# Exercise aim
Whenever a line of the records below contains the word "nose", copy that line.

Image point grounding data

<<<<

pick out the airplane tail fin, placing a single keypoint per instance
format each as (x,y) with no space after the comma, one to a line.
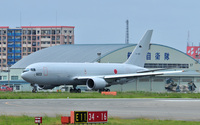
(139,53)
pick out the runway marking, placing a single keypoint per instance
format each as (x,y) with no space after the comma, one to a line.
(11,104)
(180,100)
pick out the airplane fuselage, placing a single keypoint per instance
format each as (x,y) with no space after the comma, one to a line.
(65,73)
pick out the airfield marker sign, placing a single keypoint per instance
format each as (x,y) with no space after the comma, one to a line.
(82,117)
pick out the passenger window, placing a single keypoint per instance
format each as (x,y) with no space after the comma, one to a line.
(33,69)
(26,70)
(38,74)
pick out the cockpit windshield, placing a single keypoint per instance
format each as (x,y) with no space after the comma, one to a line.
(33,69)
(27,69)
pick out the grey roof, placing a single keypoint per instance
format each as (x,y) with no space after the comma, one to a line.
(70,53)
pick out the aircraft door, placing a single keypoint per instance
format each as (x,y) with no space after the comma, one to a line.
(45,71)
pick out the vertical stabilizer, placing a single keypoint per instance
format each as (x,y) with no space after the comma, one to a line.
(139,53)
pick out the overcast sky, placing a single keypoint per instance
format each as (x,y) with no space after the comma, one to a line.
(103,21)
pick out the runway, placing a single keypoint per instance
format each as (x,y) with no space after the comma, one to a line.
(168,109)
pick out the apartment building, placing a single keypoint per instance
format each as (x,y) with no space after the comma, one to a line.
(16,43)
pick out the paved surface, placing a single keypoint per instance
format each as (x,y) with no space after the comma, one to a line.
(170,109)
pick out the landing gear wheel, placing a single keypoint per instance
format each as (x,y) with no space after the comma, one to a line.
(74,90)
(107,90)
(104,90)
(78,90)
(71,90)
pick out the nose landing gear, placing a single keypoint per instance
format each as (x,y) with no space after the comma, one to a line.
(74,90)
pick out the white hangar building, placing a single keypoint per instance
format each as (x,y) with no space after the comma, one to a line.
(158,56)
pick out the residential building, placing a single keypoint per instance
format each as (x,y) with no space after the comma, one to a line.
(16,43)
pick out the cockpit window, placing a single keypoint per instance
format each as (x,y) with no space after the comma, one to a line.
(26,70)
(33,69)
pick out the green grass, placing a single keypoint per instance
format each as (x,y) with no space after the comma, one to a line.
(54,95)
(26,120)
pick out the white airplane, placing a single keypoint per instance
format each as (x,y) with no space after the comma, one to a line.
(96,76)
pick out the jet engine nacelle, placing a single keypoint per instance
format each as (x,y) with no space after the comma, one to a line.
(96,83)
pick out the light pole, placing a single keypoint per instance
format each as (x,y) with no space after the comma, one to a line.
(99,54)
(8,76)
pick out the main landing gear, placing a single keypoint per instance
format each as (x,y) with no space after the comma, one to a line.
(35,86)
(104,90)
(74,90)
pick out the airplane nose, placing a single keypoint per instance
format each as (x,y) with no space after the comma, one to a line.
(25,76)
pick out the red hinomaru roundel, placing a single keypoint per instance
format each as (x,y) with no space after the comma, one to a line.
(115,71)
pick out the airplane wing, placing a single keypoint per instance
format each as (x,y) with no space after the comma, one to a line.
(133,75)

>>>>

# Written answer
pick out the nose landing gear, placing a single keypoint per instance
pick out the airplane nose, placing a single keypoint per instance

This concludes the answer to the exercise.